== Problem to solve ==
Switch every "lesson" to "exercise" in the stretch of the listing from its start through the line containing "[(667, 402)]", and give back only that stretch with nothing else changed.
──────
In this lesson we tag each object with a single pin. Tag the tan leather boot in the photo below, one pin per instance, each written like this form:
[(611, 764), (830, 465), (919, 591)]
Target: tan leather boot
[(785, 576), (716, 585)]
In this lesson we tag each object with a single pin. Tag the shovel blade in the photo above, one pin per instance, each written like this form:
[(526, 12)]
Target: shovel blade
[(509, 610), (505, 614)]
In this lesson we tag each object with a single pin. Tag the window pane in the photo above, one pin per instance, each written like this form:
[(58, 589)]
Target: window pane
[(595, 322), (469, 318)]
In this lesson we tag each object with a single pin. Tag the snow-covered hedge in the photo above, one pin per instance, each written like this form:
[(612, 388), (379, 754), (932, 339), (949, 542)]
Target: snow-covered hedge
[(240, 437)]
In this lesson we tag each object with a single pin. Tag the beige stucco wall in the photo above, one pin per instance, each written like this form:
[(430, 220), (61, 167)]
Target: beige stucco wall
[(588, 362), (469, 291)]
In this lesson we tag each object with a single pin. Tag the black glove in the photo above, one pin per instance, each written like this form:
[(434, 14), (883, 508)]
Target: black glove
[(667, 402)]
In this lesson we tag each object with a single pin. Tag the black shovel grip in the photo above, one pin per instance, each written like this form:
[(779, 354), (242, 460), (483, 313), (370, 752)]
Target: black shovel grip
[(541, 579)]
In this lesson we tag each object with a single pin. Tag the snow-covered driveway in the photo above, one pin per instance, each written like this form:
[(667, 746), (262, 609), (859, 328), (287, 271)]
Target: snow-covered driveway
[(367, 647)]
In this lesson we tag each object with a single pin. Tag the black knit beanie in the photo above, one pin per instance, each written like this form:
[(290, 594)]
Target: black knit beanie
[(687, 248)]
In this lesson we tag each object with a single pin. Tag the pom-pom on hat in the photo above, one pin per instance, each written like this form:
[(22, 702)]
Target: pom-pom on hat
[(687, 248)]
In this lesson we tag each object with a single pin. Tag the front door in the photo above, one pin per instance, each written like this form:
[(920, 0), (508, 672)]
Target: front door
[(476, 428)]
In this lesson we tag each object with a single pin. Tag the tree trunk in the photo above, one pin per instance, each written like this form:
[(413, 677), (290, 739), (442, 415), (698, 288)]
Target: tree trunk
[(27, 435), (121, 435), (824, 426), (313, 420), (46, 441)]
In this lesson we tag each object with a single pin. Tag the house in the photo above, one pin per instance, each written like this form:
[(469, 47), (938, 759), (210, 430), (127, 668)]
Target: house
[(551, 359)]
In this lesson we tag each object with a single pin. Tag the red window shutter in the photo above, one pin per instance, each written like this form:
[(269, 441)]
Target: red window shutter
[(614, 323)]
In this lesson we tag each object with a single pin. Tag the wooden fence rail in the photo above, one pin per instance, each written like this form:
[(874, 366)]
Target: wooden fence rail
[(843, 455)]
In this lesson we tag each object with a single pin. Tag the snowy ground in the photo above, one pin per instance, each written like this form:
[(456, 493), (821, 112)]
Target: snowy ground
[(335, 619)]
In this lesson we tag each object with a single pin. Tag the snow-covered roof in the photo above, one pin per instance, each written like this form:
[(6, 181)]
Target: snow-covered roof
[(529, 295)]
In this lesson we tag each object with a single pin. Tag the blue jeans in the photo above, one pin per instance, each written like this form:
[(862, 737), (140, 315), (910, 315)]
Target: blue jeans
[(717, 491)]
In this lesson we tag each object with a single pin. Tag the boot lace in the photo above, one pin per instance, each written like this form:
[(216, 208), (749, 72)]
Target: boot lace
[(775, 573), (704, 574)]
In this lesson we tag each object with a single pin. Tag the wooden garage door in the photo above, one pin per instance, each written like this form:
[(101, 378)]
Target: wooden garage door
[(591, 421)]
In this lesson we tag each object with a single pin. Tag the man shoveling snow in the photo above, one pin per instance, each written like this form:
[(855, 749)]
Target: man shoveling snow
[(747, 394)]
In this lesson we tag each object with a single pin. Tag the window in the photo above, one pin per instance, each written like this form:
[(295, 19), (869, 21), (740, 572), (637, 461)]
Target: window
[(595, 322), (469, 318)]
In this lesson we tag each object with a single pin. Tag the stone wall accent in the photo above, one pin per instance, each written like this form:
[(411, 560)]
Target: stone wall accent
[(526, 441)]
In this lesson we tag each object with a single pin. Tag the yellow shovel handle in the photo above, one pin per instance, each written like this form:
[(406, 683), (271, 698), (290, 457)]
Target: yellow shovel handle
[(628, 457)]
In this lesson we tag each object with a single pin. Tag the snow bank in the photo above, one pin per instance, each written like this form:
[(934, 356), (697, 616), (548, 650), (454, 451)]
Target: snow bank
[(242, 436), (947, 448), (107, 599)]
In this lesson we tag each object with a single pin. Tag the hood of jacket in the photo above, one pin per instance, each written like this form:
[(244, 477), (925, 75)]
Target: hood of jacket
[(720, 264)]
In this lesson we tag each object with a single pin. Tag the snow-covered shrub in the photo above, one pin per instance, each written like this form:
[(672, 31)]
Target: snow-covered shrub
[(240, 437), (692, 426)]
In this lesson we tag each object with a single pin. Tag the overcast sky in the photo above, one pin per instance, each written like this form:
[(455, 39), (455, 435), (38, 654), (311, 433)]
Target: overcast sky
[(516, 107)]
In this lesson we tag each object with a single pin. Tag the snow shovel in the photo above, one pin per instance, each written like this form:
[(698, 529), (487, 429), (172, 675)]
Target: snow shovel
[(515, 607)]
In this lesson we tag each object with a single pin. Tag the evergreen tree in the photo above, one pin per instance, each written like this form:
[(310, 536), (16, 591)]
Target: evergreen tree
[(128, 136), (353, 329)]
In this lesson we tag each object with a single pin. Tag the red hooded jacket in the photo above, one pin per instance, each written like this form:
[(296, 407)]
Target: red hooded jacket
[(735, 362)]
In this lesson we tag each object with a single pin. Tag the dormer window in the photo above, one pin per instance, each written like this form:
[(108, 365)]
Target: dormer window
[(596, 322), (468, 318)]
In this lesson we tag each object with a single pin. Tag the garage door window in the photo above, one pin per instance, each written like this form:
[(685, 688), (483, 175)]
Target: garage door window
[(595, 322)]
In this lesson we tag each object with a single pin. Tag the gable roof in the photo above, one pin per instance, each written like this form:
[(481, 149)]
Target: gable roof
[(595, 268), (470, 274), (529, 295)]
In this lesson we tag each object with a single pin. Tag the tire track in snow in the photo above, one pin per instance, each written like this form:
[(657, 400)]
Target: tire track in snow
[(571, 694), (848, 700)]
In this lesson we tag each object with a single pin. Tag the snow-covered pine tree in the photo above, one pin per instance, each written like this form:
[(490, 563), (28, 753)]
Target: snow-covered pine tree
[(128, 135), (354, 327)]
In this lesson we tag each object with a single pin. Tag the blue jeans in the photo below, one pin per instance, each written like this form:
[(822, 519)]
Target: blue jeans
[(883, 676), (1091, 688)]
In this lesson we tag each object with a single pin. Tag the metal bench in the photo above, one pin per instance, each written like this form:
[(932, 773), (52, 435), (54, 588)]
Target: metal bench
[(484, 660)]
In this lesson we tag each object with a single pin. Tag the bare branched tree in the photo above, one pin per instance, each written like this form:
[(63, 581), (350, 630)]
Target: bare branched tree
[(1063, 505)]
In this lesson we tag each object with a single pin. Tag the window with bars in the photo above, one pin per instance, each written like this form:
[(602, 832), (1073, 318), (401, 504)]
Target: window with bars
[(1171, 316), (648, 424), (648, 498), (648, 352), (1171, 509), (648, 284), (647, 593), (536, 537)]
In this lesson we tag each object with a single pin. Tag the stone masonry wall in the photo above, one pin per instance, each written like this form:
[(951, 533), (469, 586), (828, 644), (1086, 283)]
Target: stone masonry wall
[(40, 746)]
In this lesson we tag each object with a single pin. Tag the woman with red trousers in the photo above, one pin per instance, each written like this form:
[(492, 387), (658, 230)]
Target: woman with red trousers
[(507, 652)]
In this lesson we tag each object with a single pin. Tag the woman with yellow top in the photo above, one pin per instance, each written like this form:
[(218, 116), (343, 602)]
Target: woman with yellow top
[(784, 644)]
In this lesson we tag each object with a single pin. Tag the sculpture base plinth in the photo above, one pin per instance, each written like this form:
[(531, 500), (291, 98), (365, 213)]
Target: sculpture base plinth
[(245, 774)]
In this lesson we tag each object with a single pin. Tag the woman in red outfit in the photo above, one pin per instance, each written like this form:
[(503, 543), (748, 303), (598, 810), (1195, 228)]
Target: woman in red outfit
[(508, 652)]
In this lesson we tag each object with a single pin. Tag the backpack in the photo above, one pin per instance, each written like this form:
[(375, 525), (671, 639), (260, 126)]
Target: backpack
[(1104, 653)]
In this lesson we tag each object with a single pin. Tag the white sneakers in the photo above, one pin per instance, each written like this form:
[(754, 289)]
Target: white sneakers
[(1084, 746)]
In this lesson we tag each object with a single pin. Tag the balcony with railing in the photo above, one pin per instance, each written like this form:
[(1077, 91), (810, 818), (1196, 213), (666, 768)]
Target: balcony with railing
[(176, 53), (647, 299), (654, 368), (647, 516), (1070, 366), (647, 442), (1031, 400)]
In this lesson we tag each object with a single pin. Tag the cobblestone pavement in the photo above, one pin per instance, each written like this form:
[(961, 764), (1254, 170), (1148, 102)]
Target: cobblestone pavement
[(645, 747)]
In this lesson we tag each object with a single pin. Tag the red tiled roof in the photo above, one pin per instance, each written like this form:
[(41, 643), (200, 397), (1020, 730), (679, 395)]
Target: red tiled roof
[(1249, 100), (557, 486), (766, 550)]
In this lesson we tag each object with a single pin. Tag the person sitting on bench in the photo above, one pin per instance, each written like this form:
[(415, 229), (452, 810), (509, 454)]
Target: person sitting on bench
──────
== Task response ==
In this exercise we tag each object with a single pin. Tag the tan leather boot in the photo below, one pin per instance, each written like this form:
[(611, 764), (830, 465), (919, 591)]
Target: tan leather boot
[(785, 576), (716, 585)]
In this exercise we tag each object with a single pin. Tag the shovel blade in the photo above, one pin per instance, each written like this form:
[(526, 12)]
Target: shovel blade
[(509, 610), (505, 614)]
In this exercise we tag each object with a single pin. Tag the window pane in the photo above, one pin per instance, each written like this form:
[(58, 589)]
Target: window pane
[(595, 322), (469, 318)]
In this exercise we tag each object with a single pin. Tag the snow-covered hedge in the photo above, one pin per instance, each written like this form:
[(612, 388), (379, 754), (932, 339), (949, 542)]
Target: snow-covered hedge
[(240, 437)]
In this exercise we tag each object with a single pin. Tag the beige stucco wall in the photo above, one pin per instance, each written like this form:
[(430, 220), (61, 167)]
Target: beige stucco wall
[(588, 362), (469, 291)]
In this exercise we tag each object with a single pin. Tag the black glove in the photo above, one pin per instance, each written like this form:
[(434, 14), (883, 508)]
Target: black glove
[(667, 402)]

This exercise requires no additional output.